Given data >>
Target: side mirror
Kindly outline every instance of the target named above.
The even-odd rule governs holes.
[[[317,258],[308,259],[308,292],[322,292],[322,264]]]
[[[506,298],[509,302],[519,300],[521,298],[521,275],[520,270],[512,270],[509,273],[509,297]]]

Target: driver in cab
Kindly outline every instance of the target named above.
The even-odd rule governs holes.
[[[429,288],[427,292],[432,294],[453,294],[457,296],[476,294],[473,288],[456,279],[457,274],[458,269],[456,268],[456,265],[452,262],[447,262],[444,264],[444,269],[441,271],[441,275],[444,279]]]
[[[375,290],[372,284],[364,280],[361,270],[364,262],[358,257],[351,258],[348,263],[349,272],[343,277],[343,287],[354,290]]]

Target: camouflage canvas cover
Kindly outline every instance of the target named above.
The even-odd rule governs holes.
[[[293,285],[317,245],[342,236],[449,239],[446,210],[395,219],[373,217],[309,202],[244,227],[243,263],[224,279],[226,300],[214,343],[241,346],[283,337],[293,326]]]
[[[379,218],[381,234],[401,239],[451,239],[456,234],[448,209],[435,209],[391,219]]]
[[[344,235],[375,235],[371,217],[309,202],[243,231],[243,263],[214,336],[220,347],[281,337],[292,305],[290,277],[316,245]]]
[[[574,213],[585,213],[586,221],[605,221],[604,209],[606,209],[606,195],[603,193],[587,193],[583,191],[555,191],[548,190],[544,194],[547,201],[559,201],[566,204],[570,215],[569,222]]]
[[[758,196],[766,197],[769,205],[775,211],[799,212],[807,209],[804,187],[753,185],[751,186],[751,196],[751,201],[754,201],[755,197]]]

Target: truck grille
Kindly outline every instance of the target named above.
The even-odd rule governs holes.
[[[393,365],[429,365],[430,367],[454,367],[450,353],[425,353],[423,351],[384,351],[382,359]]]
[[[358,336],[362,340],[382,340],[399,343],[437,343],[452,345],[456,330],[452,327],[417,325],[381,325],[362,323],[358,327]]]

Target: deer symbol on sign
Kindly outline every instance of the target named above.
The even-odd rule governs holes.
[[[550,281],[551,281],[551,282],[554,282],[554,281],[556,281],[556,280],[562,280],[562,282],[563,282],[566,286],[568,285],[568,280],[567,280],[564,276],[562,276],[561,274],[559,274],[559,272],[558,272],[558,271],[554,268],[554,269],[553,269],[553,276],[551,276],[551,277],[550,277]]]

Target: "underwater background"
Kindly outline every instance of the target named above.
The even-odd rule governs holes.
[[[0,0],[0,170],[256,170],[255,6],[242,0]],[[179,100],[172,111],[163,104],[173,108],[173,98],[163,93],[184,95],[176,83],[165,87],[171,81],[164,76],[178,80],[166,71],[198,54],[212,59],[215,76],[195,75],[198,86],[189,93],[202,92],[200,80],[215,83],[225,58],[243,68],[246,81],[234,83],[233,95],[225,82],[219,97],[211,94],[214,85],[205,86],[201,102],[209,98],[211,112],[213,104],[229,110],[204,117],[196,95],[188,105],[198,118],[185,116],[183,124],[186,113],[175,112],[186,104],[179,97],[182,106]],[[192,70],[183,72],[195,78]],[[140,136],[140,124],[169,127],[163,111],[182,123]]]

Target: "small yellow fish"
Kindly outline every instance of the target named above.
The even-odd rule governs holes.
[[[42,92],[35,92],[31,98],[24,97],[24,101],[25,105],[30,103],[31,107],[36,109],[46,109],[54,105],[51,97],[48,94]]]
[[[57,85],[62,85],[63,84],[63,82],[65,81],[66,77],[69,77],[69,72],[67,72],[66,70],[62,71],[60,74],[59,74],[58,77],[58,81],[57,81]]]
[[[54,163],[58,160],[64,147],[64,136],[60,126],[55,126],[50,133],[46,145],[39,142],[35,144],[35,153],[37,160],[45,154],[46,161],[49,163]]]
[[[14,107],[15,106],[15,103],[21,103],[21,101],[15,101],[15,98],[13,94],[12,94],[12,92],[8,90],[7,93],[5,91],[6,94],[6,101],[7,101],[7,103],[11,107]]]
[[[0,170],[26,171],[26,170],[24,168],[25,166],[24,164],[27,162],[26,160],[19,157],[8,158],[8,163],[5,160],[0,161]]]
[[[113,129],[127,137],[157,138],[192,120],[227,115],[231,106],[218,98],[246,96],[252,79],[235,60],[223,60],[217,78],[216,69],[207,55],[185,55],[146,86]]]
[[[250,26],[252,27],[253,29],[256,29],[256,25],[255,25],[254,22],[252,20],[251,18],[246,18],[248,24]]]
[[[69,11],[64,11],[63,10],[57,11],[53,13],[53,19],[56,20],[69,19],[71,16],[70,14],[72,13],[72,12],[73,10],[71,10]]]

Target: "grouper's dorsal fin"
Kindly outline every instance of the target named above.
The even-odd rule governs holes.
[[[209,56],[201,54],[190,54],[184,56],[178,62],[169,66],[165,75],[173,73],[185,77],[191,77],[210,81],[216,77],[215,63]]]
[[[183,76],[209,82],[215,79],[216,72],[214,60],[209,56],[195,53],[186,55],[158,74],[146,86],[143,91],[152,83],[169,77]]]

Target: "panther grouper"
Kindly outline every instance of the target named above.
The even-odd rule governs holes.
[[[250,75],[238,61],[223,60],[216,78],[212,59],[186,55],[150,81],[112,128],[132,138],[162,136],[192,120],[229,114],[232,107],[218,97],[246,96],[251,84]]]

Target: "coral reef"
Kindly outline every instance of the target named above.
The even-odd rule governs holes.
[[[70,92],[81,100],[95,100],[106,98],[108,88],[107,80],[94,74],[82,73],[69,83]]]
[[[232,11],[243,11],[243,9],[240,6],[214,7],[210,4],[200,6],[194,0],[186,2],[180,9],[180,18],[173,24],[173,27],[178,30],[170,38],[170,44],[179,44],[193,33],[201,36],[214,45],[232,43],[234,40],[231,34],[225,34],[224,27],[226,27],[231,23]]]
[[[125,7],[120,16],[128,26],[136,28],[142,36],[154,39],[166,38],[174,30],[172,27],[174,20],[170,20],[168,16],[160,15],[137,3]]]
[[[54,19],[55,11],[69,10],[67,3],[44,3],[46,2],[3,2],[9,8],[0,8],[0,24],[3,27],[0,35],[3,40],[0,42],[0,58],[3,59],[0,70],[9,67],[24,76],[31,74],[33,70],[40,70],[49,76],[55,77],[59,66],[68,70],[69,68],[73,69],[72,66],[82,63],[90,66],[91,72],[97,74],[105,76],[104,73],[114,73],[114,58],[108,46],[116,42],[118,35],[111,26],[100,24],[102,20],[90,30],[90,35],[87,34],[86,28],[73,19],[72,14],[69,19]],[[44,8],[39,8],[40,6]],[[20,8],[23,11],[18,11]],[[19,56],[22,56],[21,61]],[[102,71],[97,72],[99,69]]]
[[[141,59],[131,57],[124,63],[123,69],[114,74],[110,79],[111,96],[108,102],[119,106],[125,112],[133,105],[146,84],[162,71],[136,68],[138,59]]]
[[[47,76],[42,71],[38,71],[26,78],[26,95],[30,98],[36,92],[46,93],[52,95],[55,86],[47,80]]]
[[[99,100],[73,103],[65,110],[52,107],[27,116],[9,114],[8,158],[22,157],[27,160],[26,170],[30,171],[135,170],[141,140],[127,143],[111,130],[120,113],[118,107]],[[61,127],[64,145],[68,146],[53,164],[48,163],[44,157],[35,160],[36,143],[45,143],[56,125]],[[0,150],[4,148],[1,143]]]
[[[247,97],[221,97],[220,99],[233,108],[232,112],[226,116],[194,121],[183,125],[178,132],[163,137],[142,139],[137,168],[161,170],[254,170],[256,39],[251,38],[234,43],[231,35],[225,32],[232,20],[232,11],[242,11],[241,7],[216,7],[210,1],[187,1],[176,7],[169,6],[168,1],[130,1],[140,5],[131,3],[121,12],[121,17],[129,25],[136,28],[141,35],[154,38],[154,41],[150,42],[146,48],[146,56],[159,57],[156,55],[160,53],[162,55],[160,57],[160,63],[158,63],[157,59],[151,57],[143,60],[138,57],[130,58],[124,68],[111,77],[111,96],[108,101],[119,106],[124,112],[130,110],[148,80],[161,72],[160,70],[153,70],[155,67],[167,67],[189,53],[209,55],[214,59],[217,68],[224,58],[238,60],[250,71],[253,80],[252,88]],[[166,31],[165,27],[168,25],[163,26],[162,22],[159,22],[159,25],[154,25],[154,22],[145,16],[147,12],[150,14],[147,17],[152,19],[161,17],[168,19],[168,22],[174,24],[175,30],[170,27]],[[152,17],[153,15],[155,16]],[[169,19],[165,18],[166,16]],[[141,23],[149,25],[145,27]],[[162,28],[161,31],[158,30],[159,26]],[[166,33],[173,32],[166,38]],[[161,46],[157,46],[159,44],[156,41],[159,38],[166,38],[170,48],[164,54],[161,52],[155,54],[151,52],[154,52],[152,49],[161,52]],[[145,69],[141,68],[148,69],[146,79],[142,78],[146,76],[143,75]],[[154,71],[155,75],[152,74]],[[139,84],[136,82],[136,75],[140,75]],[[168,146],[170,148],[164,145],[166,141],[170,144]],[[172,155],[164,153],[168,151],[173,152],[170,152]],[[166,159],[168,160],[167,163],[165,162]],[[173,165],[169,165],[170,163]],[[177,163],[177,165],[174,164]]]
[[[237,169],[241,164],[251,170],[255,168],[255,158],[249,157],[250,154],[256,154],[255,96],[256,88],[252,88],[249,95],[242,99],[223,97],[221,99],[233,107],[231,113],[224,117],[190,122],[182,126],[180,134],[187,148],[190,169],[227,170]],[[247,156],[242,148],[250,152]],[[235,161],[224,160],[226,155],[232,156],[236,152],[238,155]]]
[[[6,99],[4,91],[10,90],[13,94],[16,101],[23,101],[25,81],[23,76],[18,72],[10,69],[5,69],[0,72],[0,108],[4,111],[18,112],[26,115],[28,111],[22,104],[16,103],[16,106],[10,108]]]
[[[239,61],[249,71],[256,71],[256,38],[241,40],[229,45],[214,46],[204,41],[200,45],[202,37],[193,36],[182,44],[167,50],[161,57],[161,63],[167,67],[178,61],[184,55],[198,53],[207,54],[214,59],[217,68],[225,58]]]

Given exercise >> Count the lines above that contain the string "grouper" (case-sensitive). Give only the number.

The reply >> 2